:: Prompt ::
Rewrite all of the items below as a numbered list, leaving out any blank lines.

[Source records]
++++++
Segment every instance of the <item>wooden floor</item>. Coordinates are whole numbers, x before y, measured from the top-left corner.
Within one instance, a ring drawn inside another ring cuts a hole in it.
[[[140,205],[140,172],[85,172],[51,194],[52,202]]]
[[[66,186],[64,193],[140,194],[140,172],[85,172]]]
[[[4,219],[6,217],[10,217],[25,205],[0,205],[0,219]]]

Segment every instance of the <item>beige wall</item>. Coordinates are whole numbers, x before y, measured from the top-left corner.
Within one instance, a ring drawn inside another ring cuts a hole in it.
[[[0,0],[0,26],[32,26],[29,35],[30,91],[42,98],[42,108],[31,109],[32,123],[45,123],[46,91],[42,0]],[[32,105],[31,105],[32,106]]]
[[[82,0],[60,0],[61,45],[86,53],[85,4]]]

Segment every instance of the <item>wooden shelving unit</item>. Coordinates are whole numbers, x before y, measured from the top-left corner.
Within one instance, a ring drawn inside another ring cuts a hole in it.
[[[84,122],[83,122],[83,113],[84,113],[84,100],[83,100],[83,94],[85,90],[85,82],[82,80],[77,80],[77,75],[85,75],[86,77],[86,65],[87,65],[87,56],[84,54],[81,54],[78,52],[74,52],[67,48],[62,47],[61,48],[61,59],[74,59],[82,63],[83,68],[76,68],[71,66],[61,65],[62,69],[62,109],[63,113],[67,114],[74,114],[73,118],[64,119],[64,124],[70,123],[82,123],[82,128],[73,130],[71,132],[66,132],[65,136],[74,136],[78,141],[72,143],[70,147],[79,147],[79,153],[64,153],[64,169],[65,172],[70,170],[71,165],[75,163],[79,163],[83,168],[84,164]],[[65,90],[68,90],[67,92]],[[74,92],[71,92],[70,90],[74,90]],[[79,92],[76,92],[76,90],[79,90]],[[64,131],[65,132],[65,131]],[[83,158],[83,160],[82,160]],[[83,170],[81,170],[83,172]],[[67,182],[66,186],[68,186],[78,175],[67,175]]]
++++++
:: Final result ::
1. Segment every instance of the <item>wooden floor</item>. Coordinates are whole numbers, x before y, measured from the top-left corner.
2. Within one instance, a ring drawn inside another ring cuts a hole in it.
3. [[[140,205],[140,172],[85,172],[51,194],[52,202]]]
4. [[[66,186],[64,193],[140,194],[140,172],[85,172]]]
5. [[[4,219],[6,217],[10,217],[25,205],[0,205],[0,219]]]
6. Segment every instance of the <item>beige wall</item>. Coordinates are whole numbers, x before y, measured from the top-left corner.
7. Within one instance, a ring drawn inside another ring cuts a hole in it.
8. [[[0,0],[0,26],[32,26],[29,35],[30,91],[42,98],[42,108],[31,109],[32,123],[45,123],[46,91],[42,0]],[[32,105],[31,105],[32,106]]]
9. [[[82,0],[60,0],[61,45],[86,53],[85,4]]]
10. Segment every instance of the <item>wooden shelving unit</item>. Coordinates are whole numbers, x before y, measured from the top-left corner.
11. Within one instance, a ring drawn inside another ring cuts a hole in it.
12. [[[84,122],[83,122],[83,113],[84,113],[84,100],[83,100],[83,94],[85,90],[85,82],[82,80],[77,80],[77,75],[85,75],[86,77],[86,65],[87,65],[87,56],[84,54],[81,54],[78,52],[74,52],[67,48],[62,47],[61,48],[61,59],[74,59],[82,63],[83,68],[76,68],[71,66],[61,65],[62,69],[62,109],[63,113],[67,114],[74,114],[73,118],[64,119],[64,124],[70,123],[82,123],[82,128],[73,130],[71,132],[66,132],[65,136],[74,136],[78,141],[72,143],[70,147],[79,147],[79,153],[64,153],[64,169],[65,172],[70,170],[71,165],[75,163],[79,163],[83,168],[84,164]],[[65,90],[68,90],[67,92]],[[74,92],[71,92],[70,90],[74,90]],[[79,92],[76,92],[76,90],[79,90]],[[64,131],[65,132],[65,131]],[[83,158],[83,160],[82,160]],[[83,170],[81,170],[83,172]],[[67,182],[66,186],[68,186],[78,175],[67,175]]]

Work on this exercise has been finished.